▸ About this task
Rewrite the transporter text below from "Lysosomes export sialic" through "transport system [27].", replacing "individuals" with "patients".

▸ Given text
========

The tissue distribution of type I phosphate transporters is relatively restricted. By northern analysis, the rabbit NaPi-1 mRNA is expressed in the kidney and to a lesser extent the liver [47]. In situ hybridization and immunohistochemistry indicate expression is limited to the brush border membrane of the proximal tubule in the kidney and the sinusoidal membrane of hepatocytes [10, 16, 50].
Three other proteins closely related to NPT1 have been identified through genomic analysis, and designated NPT3 (SLC17A2), NPT4 (SLC17A3) and Na+/PO4 2− cotransporter homologue (SLC17A4) [36, 38]. NPT2 is actually a type II transporter (SLC34A1) and structurally unrelated to NaPi-1. Interestingly, the four related genes (SLC17A1–4) all localize to 6p21.3-p23 near the hereditary hemochromatosis gene HFE, but no human disease has been linked genetically to the NPTs [36]. By Northern blot, NPT3 is expressed at high levels in the heart and muscle, with lower levels in brain, placenta, lung, liver and kidney, and NPT4 is restricted to the liver and kidney, but RTPCR also indicates expression in the small intestine and testis. RTPCR studies also indicate expression of the SCL17A4 gene in the liver, pancreas, small intestine and colon. Hepatocyte nuclear factor 1 alpha (HNF1α) has been shown to upregulate NPT1 and NPT4 (the other nearby genes (NPT3 and Na+/PO4 2− cotransporter homologue) were not analyzed) [15]. NPT1, 3 and 4 also undergo alternative splicing, but the physiological significance has not been determined. As of yet, there has been no functional characterization of SLC17A2–4.
Sialin (SLC17A5)
Lysosomes export sialic acid derived from the degradation of glycosylated membrane proteins through a process dependent on the H+ electrochemical gradient across the lysosomal membrane. The identification of free sialic acid as the material accumulated in the enlarged lysosomes of individuals with sialic acid storage disorders [Salla disease and infantile sialic acid storage disease (ISSD)] indeed led to the characterization of this transport system [27].
A lysosomal sialic acid transport activity was first described in lysosomes isolated from native tissue [27]. The activity saturates with a K m~0.24 mM, and depends on pH, with higher levels of transport associated with lower extralumenal pH [21, 28]. The mechanism has thus been proposed to involve the symport of acidic sugar with H+. Although transport has been measured by the uptake of radiolabelled sialic acid into lysosomes, the biologically relevant process is considered to be efflux, with the H+ electrochemical gradient (ΔμH+) generated by the lysosomal H+-ATPase as the driving force. Transport appears to depend on the chemical gradient (ΔpH) but not the electrical gradient (ΔΨ) across the lysosomal membrane, suggesting an electroneutral process, and this fits with the experimentally determined 1:1 (amino acid:H+) stoichiometry. In addition to sialic acid, this transport system recognizes monocarboxylic acids, including lactate, glucuronic acid and gluconate, but does not mediate transport of neutral sugars such as glucose and mannose.

========

▸ Extracted material
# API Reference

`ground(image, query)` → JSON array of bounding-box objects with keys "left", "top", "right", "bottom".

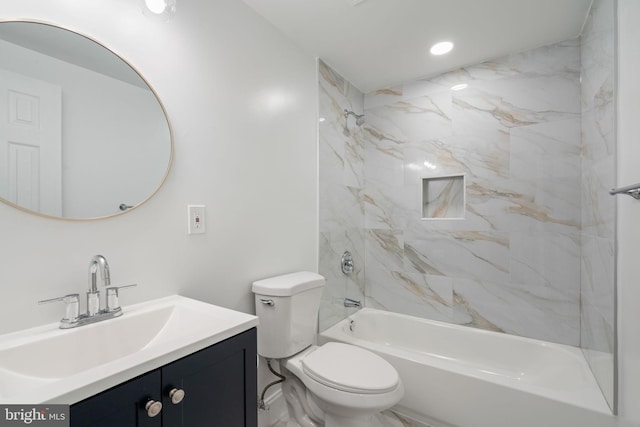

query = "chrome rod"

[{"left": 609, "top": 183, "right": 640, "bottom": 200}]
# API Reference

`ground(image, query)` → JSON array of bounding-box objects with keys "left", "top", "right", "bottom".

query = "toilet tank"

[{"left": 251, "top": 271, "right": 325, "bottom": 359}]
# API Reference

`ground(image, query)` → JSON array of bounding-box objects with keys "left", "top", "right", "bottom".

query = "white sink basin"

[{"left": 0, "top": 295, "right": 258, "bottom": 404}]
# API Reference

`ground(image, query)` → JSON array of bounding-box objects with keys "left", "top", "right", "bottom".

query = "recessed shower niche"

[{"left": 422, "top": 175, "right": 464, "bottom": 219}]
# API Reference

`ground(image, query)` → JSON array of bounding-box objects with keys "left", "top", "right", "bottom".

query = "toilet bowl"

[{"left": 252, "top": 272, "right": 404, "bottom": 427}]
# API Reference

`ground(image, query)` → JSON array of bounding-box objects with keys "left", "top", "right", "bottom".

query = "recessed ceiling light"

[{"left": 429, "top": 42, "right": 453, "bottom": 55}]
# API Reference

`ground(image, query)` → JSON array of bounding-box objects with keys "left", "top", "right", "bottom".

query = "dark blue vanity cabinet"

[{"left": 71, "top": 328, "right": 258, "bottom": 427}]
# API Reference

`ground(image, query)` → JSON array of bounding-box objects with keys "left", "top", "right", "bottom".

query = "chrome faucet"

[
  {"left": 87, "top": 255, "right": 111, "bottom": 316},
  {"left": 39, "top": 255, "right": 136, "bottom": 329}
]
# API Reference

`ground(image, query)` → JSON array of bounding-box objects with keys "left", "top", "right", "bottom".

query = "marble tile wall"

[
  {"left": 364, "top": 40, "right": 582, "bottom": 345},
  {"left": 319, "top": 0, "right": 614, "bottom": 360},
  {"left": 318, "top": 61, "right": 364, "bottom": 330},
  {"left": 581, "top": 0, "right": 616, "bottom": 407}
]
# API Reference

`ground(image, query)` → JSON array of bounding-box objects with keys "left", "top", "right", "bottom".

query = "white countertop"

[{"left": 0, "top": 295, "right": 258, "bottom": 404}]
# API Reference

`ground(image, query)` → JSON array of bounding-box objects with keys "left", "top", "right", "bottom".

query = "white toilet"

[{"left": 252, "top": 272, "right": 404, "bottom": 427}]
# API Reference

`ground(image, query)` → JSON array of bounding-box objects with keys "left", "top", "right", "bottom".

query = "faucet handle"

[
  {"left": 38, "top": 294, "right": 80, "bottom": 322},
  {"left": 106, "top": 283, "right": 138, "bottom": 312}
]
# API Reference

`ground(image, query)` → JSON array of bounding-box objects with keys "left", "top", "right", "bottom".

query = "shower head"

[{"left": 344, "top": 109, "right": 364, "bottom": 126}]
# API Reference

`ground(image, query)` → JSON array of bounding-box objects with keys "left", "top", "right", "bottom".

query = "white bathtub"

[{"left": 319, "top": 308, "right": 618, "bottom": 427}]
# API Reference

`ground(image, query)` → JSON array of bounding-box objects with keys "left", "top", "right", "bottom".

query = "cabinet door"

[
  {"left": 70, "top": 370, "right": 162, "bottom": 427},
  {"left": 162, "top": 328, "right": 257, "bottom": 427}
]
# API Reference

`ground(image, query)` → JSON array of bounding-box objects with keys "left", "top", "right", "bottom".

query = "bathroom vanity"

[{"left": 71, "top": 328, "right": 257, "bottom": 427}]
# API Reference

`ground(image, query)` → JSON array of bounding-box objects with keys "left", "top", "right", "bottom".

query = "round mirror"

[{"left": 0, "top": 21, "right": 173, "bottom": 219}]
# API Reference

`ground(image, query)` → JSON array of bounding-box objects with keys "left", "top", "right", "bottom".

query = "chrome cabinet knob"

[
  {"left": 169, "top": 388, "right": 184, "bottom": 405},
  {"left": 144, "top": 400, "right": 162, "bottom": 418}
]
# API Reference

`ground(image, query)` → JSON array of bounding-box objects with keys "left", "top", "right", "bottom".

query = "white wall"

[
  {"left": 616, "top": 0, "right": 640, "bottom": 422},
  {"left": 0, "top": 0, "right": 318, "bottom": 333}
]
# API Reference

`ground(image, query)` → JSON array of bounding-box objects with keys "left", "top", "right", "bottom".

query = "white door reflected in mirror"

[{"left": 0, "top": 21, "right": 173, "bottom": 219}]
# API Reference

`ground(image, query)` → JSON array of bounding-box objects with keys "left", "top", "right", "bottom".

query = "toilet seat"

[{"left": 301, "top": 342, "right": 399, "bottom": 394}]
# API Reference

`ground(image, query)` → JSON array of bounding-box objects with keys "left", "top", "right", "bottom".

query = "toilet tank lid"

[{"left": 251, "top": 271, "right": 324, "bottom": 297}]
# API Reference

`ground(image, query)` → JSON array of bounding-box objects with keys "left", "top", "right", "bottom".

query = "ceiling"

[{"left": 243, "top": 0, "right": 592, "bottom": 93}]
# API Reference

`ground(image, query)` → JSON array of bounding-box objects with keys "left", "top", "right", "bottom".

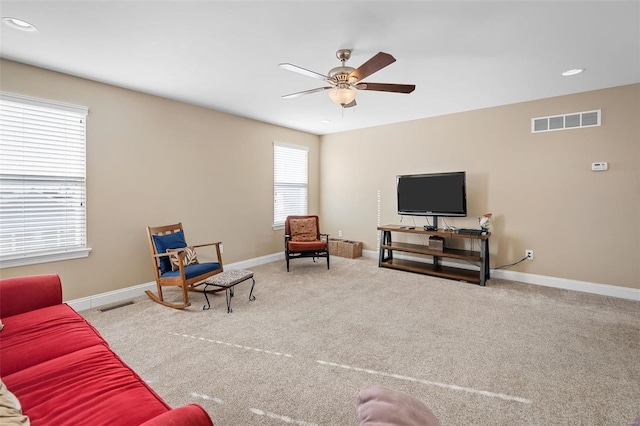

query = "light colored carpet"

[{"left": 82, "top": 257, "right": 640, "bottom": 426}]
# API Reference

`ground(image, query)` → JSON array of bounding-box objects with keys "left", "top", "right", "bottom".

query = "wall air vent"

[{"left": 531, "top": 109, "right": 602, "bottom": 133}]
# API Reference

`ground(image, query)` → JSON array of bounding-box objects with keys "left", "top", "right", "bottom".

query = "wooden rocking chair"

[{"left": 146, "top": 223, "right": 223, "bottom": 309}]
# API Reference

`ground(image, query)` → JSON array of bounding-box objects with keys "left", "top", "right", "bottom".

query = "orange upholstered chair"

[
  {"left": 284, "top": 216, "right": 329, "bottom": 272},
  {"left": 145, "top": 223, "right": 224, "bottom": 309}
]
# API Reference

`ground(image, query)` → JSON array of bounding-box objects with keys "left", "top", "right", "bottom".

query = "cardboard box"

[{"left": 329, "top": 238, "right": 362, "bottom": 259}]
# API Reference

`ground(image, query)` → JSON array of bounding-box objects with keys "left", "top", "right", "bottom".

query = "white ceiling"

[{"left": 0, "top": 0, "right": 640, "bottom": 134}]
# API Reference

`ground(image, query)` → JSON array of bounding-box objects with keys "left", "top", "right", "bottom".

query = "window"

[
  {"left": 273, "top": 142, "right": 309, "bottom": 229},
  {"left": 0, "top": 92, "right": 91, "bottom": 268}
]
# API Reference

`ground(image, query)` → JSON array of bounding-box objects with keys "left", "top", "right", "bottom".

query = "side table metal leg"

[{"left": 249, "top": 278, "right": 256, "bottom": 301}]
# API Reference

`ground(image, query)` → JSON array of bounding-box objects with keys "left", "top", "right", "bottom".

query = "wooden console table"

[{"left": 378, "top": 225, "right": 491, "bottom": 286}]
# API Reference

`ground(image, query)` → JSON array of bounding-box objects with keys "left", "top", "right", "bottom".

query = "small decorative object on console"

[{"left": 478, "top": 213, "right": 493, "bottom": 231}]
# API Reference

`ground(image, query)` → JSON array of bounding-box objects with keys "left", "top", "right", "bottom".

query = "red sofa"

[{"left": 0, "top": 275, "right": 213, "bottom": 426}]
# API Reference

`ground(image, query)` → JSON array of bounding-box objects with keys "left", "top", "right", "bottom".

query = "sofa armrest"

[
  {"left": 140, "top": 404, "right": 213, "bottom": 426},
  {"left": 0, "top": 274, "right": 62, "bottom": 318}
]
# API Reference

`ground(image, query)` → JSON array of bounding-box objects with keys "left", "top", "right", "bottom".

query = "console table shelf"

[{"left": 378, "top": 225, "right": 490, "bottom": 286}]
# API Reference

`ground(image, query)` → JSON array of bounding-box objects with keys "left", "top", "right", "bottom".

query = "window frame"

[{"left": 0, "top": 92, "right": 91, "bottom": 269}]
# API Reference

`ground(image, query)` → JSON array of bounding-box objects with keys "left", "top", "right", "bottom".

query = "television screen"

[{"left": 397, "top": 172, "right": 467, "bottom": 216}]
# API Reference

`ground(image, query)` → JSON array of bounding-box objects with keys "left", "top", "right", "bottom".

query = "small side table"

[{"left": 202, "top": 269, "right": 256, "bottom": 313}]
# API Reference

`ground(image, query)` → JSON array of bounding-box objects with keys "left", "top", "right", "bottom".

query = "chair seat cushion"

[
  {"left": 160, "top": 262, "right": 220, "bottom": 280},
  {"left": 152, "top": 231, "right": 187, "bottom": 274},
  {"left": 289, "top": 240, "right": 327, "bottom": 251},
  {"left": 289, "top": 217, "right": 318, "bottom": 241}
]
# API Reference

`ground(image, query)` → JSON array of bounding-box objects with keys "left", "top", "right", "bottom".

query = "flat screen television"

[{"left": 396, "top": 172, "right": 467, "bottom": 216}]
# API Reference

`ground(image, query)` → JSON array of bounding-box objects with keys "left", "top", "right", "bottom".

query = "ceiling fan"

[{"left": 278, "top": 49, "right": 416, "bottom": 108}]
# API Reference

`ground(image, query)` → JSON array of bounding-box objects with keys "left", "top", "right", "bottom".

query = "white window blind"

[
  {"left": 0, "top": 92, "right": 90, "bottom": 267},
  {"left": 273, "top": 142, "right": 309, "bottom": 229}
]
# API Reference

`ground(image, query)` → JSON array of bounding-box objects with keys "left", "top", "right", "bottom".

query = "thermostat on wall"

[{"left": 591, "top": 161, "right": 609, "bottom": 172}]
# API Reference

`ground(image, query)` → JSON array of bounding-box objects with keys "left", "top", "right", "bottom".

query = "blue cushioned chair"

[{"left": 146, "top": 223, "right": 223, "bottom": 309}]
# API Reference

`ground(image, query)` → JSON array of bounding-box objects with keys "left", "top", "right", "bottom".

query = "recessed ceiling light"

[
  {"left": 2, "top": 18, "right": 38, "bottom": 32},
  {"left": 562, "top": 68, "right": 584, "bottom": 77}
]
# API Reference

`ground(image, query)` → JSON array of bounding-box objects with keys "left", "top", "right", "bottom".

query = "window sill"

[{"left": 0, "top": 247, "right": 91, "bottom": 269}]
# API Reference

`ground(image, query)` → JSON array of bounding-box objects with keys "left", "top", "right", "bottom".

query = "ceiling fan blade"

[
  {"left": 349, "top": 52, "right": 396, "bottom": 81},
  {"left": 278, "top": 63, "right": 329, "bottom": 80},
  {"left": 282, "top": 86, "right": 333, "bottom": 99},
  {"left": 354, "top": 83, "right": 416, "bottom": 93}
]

========

▸ Solved exercise
Lysosomes export sialic acid derived from the degradation of glycosylated membrane proteins through a process dependent on the H+ electrochemical gradient across the lysosomal membrane. The identification of free sialic acid as the material accumulated in the enlarged lysosomes of patients with sialic acid storage disorders [Salla disease and infantile sialic acid storage disease (ISSD)] indeed led to the characterization of this transport system [27].